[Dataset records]
---+---

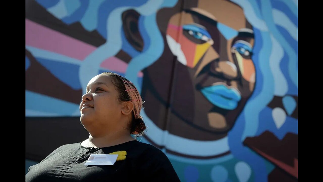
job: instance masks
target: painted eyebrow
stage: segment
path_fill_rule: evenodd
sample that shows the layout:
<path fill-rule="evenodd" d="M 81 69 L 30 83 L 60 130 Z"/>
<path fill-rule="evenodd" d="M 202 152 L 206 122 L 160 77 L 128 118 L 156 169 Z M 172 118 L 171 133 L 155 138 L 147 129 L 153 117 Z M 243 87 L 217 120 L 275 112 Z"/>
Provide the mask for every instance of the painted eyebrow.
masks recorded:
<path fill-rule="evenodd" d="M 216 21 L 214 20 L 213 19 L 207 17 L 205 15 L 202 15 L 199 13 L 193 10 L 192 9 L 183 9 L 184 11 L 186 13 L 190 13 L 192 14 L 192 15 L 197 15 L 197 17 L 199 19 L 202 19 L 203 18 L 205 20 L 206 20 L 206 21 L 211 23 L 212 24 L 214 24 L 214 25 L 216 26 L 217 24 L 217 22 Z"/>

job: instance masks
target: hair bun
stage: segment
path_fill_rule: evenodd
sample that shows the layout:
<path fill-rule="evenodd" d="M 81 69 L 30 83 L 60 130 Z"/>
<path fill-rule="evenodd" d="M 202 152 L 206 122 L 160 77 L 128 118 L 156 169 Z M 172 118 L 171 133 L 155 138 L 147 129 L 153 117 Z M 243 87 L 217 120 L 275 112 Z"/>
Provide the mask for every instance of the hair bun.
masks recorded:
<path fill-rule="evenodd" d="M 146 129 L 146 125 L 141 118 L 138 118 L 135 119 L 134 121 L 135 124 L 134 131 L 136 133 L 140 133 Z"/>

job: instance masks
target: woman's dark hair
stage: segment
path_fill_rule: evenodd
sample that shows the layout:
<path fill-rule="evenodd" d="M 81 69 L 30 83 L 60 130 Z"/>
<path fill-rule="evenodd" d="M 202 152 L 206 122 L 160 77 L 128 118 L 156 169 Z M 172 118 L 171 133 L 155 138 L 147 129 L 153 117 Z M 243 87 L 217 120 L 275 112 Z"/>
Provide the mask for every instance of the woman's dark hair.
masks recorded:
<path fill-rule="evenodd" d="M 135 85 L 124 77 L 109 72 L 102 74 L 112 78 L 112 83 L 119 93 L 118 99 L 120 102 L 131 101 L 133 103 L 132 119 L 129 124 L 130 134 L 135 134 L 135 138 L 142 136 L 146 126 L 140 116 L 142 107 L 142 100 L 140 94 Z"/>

---+---

Render all of the records above as a two-column CSV with the headers "prompt" and "reply", one row per record. Put each record's text in "prompt" and its recorded answer in "reply", each in a single quoted field with line breaks replaced by spaces, and leave out the pictures.

WORKED ANSWER =>
prompt,reply
"job: instance masks target: painted eyebrow stage: segment path_fill_rule: evenodd sample that shows the layout: <path fill-rule=""evenodd"" d=""M 81 69 L 30 83 L 60 130 Z""/> <path fill-rule=""evenodd"" d=""M 202 152 L 206 122 L 160 77 L 128 118 L 156 169 Z M 172 118 L 171 133 L 155 138 L 147 129 L 153 117 Z M 243 87 L 217 120 L 275 112 Z""/> Provide the mask for every instance of the painted eyebrow. masks recorded:","<path fill-rule=""evenodd"" d=""M 216 21 L 214 20 L 213 19 L 207 17 L 205 15 L 202 15 L 199 13 L 193 10 L 192 9 L 183 9 L 184 11 L 186 13 L 190 13 L 192 14 L 192 15 L 197 15 L 197 17 L 199 19 L 202 19 L 203 18 L 205 20 L 206 20 L 206 21 L 211 23 L 212 24 L 214 24 L 214 25 L 216 26 L 217 24 L 217 22 Z""/>"
"job: instance masks target: hair bun stage: segment path_fill_rule: evenodd sample that shows the layout: <path fill-rule=""evenodd"" d=""M 81 69 L 30 83 L 60 130 Z""/> <path fill-rule=""evenodd"" d=""M 202 152 L 206 122 L 160 77 L 128 118 L 156 169 Z M 172 118 L 171 133 L 155 138 L 147 129 L 153 117 Z M 243 87 L 217 120 L 275 112 Z""/> Provide the mask for every instance of the hair bun. masks recorded:","<path fill-rule=""evenodd"" d=""M 146 129 L 146 125 L 141 118 L 138 118 L 135 119 L 134 121 L 135 124 L 134 131 L 136 133 L 140 133 Z""/>"
"job: instance masks target: woman's dark hair stage: segment path_fill_rule: evenodd sample that shows the layout: <path fill-rule=""evenodd"" d=""M 81 69 L 30 83 L 60 130 Z""/> <path fill-rule=""evenodd"" d=""M 202 152 L 206 122 L 160 77 L 128 118 L 156 169 Z M 172 118 L 171 133 L 155 138 L 147 129 L 153 117 Z M 243 87 L 217 120 L 275 112 Z""/> Provide the mask for every instance of the woman's dark hair. masks recorded:","<path fill-rule=""evenodd"" d=""M 135 85 L 124 77 L 109 72 L 102 74 L 112 78 L 112 83 L 119 93 L 118 99 L 120 102 L 131 101 L 133 103 L 132 119 L 129 124 L 130 134 L 135 134 L 135 138 L 142 136 L 146 126 L 140 116 L 142 107 L 142 100 L 140 94 Z""/>"